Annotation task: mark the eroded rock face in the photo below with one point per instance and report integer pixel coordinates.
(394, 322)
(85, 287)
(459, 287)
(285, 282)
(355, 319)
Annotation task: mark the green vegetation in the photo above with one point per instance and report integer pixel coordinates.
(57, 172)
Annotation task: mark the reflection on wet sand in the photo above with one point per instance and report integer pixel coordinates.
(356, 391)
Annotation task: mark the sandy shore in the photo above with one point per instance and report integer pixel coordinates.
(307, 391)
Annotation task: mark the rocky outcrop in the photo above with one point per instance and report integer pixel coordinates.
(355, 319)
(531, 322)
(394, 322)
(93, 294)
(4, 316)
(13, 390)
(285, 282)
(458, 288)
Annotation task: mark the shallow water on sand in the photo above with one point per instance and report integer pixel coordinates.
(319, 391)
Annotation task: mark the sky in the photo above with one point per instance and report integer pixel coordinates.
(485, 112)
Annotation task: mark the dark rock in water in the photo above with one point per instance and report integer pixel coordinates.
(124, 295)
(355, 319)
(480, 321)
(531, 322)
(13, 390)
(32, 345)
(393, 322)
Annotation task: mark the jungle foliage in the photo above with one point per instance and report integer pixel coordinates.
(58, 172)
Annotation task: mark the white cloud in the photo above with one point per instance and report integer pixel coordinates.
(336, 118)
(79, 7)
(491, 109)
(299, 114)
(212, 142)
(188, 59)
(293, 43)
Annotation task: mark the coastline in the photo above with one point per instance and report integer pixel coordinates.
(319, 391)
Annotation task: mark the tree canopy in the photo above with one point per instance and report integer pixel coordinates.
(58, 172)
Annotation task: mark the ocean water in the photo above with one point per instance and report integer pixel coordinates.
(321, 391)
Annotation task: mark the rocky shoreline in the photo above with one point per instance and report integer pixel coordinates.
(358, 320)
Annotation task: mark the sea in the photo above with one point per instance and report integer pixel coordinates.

## Prompt
Return all of the data above, copying every line without any change.

## Response to the task
Annotation task: mark the eroded rock face in the photo below with one point per instance and report integer pixel coordinates.
(394, 322)
(85, 287)
(459, 287)
(285, 282)
(355, 319)
Annotation task: mark the green vegetation in the photo above with one point per instance and report integer pixel coordinates.
(57, 172)
Annotation task: mark the reflection on wet sand in the photo above with one point per instance and report integer pixel coordinates.
(356, 391)
Annotation task: mark the sandy shore in the photo above with one point per instance and report integer pixel coordinates.
(307, 391)
Annotation task: mark the rocky outcrop in the photo above with one point per instance and report integer pixel coordinates.
(355, 319)
(531, 322)
(394, 322)
(93, 294)
(4, 316)
(13, 390)
(285, 282)
(458, 288)
Annotation task: mark the shallow water on sand in the photo above with one point per instance and report integer pixel coordinates.
(319, 391)
Annotation task: mark the sky in the photo above with one point per instance and report integer pixel coordinates.
(485, 112)
Annotation task: mark the dark rock in water in the photo above with one point per instance and report integer pixel coordinates.
(124, 295)
(355, 319)
(480, 321)
(531, 322)
(13, 390)
(32, 345)
(393, 322)
Annotation task: mark the jungle foliage in the photo above with one point per instance and report integer pixel coordinates.
(58, 172)
Annotation task: mark the white cloud in the photo above with one point per instance and report integer pixel coordinates.
(336, 118)
(79, 7)
(491, 109)
(299, 114)
(212, 142)
(188, 59)
(293, 43)
Annotation task: mark the coastline in the photo above with one point per instance and report integer pixel coordinates.
(319, 391)
Annotation task: mark the tree canopy in the photo above with one point per instance and report integer pixel coordinates.
(58, 172)
Annotation task: mark the ocean water in the photo above with one point per instance and report integer pixel coordinates.
(321, 391)
Annotation task: mark the rocky shoreline in the photo above with one point per instance and report integer pixel coordinates.
(358, 320)
Annotation task: mark the sea in the photo above with one point per instance and report integer pixel coordinates.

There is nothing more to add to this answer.